Cooper-Moore | |
Landscape: | yes |
Birth Name: | Gene Y. Ashton |
Birth Date: | August 31, 1946 |
Birth Place: | Loudoun County, Virginia, U.S. |
Genre: | Free jazz Improvisational music |
Instrument: | piano, organ, horizontal hoe-handle harp, flute, fife, percussion, ashimba, twanger, three stringed fretless banjo, diddley-bow, mouthbow, TeZe |
Associated Acts: | Digital Primitives Trio |
Website: | https://coopermooremusic.com/home |
Cooper-Moore (born Gene Y. Ashton; August 31, 1946) is an American jazz pianist, composer and instrument builder/designer based in New York City.
At age 12, Cooper-Moore was recruited by community leaders to be the piano player for the town, and soon thereafter performed at church services and community functions.[1] This is also the age when he heard musicians such as Ahmad Jamal and Charles Mingus, and was inspired to pursue jazz.[2] He has cited pianist Jaki Byard's contributions to Mingus' band as a particular inspiration.
He moved to Boston in 1967 to briefly attend Berklee College of Music. In Boston he connected with many musicians, some of whom became longtime collaborators, notably saxophonist David S. Ware, drummer Marc Edwards, Cleve Pozar, and Juma Santos.[3] In 1970, he formed a collective trio, Apogee, with Ware and Edwards.

——————————

Apply what you read »
a) In the Cooper-Moore biography, what was the collective trio he formed in 1970 called?
b) Using the Cooper-Moore biography, explain what led him to pursue jazz.
c) Carry on writing the Cooper-Moore biography from the point where it stops.

Provided information »
——————————

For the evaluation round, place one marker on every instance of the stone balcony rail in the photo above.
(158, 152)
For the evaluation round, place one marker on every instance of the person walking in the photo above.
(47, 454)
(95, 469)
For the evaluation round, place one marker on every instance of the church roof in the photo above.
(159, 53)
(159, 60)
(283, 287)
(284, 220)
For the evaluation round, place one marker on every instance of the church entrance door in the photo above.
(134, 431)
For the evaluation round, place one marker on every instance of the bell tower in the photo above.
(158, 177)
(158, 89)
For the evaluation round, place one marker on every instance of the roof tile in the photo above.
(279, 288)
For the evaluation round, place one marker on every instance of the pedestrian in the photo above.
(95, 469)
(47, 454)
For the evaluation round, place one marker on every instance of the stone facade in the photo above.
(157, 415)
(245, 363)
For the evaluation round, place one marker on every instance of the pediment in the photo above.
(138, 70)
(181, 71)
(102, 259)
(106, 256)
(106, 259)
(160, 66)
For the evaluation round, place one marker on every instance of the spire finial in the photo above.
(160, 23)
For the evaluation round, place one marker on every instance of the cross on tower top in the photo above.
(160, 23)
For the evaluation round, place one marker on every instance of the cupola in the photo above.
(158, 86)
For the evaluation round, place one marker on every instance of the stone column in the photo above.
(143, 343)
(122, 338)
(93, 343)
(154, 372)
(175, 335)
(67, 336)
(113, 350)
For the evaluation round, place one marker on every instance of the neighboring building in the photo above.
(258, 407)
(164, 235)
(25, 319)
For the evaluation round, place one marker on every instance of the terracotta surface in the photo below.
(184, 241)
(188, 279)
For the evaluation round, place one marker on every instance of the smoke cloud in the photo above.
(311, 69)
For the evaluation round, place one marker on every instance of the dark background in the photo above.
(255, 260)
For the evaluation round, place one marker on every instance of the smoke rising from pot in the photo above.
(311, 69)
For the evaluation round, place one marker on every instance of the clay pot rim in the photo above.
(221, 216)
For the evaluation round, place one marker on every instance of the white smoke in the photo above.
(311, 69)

——————————

Written answers »
a) Apogee, which he formed with Ware and Edwards.

b) At age 12 he heard musicians such as Ahmad Jamal and Charles Mingus, and they inspired him to pursue jazz.

c)
In 1973, the trio of Cooper-Moore, David S. Ware, and Marc Edwards moved to New York City and established a living and performance space at 501 Canal Street, which served as a home base for musicians including Ware, Alan Michael Braufman, Jimmy Hopps, Tom Bruno, and Ellen Christi.[4] Cooper-Moore's first commercial recording appearance was on Braufman's Valley of Search LP, released by India Navigation. Encouraged by Jimmy Hopps, Cooper-Moore began to design and build instruments, beginning with an ashimba, an 11-note xylophone made from discarded wood.
In 1975, he returned to Virginia with his family. There he worked with bands from a variety of genres, continued to further develop an array of handmade instruments, and worked as an educator with the Head Start program.[5] Upon his return to New York City in 1985, he changed his name to Cooper-Moore, derived from the surnames of his grandmothers.[6]
Cooper-Moore has performed and recorded with William Parker's In Order to Survive[7] and Little Huey Creative Music Orchestra and Bill Cole's Untempered Ensemble. He established, recorded, and toured with Triptych Myth, a piano trio with Tom Abbs and Chad Taylor. He has recorded and toured extensively with Digital Primitives, a trio with Chad Taylor and Assif Tsahar.[8] He has also collaborated with Daniel Carter in Parker's Organic Trio. He performs solo on piano and handcrafted instruments, with the Cooper-Moore Trio with Brian Price and Pascal Niggenkemper, and in Gerald Cleaver's Black Host.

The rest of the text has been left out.